Items listed in a dataset:
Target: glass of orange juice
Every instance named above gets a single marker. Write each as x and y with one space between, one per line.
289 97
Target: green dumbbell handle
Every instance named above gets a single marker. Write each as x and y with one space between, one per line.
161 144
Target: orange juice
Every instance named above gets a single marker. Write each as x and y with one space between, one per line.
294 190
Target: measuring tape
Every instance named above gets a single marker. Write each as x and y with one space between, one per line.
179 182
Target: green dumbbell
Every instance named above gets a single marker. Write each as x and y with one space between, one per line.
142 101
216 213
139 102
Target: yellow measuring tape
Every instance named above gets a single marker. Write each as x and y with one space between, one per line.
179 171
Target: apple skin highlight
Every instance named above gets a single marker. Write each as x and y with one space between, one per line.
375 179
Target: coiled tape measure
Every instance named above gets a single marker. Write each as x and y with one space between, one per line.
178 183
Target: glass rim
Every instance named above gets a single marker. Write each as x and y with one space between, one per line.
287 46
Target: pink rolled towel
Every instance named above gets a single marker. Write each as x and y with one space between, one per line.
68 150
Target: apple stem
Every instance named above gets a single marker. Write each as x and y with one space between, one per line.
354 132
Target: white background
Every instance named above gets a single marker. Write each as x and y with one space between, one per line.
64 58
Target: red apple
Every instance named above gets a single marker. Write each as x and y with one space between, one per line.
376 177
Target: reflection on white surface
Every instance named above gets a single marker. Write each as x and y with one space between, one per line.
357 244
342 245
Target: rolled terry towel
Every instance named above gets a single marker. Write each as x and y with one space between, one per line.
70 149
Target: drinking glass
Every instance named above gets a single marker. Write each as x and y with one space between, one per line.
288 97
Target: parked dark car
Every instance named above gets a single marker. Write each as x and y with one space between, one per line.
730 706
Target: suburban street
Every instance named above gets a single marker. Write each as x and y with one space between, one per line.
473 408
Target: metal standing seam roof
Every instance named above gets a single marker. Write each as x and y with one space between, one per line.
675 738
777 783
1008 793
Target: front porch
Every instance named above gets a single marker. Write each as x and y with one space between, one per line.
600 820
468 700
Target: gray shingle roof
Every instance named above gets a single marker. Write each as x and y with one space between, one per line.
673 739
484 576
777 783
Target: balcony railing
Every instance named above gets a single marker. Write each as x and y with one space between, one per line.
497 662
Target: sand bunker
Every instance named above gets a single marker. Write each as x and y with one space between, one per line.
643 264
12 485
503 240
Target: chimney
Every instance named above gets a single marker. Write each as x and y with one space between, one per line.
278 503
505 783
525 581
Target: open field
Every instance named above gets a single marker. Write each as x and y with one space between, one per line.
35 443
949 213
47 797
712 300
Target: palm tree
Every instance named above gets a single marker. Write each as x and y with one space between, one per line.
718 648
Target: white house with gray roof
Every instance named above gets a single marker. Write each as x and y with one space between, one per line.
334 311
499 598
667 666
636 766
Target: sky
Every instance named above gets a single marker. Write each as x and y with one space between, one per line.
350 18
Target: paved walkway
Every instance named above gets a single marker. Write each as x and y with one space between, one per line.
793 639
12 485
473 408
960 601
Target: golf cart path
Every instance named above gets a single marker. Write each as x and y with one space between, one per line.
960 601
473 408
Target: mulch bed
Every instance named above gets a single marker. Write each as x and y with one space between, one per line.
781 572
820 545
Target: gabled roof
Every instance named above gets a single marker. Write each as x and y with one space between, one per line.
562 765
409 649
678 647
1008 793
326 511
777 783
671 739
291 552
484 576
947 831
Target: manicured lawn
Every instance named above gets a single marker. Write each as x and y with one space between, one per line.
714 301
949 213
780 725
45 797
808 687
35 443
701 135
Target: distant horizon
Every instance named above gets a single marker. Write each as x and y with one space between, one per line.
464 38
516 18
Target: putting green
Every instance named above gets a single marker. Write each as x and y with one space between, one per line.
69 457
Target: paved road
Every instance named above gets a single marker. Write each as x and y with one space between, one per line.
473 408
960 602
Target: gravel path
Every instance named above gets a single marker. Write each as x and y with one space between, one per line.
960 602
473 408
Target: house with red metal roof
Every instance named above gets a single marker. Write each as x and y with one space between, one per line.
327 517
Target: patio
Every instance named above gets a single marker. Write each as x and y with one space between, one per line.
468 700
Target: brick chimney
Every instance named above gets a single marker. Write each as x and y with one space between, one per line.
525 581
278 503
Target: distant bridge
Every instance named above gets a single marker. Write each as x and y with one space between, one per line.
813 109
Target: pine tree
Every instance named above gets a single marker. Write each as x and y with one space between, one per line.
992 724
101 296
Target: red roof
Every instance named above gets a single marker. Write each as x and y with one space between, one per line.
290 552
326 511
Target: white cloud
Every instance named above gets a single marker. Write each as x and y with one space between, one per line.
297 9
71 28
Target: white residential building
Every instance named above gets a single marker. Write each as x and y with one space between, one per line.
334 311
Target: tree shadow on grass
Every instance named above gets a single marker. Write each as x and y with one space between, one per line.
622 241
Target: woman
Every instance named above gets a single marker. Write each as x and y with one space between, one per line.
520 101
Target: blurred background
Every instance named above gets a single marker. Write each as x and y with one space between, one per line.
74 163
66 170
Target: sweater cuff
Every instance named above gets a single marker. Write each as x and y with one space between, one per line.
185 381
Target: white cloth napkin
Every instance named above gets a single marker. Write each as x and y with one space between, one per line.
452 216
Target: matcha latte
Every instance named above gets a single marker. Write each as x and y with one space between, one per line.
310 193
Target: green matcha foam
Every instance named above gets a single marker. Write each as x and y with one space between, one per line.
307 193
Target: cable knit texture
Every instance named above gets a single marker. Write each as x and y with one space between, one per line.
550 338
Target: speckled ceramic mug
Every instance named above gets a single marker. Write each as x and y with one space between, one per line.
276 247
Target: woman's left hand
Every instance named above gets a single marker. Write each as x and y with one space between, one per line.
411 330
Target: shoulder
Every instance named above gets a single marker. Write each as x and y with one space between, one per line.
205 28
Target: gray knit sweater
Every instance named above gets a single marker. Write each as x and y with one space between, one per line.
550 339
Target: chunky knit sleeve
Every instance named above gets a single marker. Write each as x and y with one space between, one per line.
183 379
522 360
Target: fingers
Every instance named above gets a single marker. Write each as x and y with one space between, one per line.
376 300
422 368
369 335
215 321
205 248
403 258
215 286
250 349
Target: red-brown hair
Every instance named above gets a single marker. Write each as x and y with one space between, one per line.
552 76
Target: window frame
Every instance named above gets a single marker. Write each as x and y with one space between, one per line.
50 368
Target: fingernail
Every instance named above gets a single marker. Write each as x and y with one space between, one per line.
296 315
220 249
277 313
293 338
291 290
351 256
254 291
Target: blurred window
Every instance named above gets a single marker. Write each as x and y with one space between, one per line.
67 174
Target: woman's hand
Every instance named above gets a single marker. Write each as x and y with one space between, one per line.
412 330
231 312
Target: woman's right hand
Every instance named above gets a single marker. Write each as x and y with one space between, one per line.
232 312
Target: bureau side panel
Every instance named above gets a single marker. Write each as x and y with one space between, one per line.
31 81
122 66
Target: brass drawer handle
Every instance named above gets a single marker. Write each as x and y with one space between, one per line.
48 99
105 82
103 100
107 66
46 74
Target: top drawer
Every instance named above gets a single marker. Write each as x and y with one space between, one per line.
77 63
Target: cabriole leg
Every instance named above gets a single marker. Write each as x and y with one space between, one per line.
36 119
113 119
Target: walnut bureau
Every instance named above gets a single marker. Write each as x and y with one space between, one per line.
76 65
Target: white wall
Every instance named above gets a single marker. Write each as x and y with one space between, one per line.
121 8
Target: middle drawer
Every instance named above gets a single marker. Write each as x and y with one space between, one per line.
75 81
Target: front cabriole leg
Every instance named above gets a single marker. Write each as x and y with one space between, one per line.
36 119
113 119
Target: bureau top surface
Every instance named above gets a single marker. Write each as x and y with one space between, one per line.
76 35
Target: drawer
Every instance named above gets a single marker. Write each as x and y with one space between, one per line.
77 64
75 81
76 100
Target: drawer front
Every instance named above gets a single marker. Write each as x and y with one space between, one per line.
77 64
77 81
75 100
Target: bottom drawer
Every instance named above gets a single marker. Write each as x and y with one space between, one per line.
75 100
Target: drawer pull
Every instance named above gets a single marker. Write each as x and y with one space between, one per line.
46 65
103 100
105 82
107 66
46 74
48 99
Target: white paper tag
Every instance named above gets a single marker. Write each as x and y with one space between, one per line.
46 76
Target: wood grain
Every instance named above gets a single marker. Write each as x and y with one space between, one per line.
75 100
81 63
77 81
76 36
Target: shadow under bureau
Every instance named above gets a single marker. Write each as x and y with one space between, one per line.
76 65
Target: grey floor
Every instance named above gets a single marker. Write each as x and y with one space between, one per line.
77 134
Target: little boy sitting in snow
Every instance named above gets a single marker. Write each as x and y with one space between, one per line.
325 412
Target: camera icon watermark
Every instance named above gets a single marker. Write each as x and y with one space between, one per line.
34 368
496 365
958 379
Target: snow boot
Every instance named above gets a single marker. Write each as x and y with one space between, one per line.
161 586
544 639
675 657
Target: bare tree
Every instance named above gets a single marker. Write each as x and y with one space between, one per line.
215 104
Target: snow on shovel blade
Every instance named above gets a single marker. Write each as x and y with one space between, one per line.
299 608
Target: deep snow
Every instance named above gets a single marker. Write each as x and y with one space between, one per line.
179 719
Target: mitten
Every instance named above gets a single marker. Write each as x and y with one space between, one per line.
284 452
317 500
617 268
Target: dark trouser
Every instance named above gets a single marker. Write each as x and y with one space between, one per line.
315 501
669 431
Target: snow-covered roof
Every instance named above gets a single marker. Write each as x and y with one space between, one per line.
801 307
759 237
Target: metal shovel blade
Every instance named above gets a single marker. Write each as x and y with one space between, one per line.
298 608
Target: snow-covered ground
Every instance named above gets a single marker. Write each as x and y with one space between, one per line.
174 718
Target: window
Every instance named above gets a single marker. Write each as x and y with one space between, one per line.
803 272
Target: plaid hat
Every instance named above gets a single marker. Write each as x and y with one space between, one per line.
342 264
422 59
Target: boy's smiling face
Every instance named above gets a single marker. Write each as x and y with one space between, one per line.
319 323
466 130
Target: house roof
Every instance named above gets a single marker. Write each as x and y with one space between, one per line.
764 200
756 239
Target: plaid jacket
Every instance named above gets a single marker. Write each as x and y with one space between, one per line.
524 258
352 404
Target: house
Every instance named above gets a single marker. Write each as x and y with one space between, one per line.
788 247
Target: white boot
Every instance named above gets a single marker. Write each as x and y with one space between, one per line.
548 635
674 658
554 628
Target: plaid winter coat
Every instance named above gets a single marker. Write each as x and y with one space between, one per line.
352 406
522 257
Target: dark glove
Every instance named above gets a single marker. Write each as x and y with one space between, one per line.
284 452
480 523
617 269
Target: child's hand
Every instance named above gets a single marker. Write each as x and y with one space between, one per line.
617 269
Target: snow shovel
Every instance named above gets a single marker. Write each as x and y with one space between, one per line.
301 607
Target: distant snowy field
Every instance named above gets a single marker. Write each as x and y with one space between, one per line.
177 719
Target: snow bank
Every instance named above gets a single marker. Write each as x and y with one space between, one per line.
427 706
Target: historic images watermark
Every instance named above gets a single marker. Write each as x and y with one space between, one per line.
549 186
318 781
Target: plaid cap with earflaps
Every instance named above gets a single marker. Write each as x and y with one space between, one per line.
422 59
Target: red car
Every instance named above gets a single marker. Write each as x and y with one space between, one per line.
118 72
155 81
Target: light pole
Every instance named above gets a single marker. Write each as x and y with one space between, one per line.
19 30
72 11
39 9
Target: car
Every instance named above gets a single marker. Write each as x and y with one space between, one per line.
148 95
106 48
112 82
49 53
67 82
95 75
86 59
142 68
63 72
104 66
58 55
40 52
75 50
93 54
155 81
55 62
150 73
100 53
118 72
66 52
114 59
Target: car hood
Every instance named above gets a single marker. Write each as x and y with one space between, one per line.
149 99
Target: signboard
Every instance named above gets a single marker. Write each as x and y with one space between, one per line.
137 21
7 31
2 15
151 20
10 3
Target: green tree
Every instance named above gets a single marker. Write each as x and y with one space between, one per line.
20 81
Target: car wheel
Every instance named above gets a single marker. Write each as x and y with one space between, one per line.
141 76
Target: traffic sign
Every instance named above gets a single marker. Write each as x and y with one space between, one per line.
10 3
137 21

**TASK ITEM**
Exactly the lines from the start of the entries through the one bearing "Target: white background" are to be output, with both ends included.

**EXERCISE ANSWER**
Target: glass of orange juice
Every instance named above gets a single marker. Write each as x and y with one space between, one per line.
289 97
Target: green dumbbell handle
Every instance named above gets a single marker. Write each as x and y with one space between, one per line.
161 144
Target: orange juice
Every instance named above gets a single marker. Write each as x and y with one space between, one per line.
294 190
Target: measuring tape
Every instance named above gets a single marker. Write each as x and y with one space between, one per line.
179 182
Target: green dumbbell
Every instance named above gets a single marker. Write each as x and y with one space between, one per line.
142 101
216 213
139 102
Target: yellow measuring tape
Every instance named above gets a single marker. Write each as x and y with one space between, one per line.
179 171
Target: apple skin highlight
Every instance named above gets a single marker. Write each as x and y with one space between, one per line.
375 179
Target: coiled tape measure
Every instance named above gets a single marker. Write each as x and y with one space between, one per line.
178 183
Target: glass rim
Every instance named above gets a single marker. Write each as x and y with one space between, one per line.
287 46
Target: pink rolled towel
Every instance named above gets a single marker. Write each as x and y with one space between, one per line.
68 150
Target: apple stem
Every instance named above gets a single marker. Write each as x and y with one space between, one per line.
354 132
Target: white background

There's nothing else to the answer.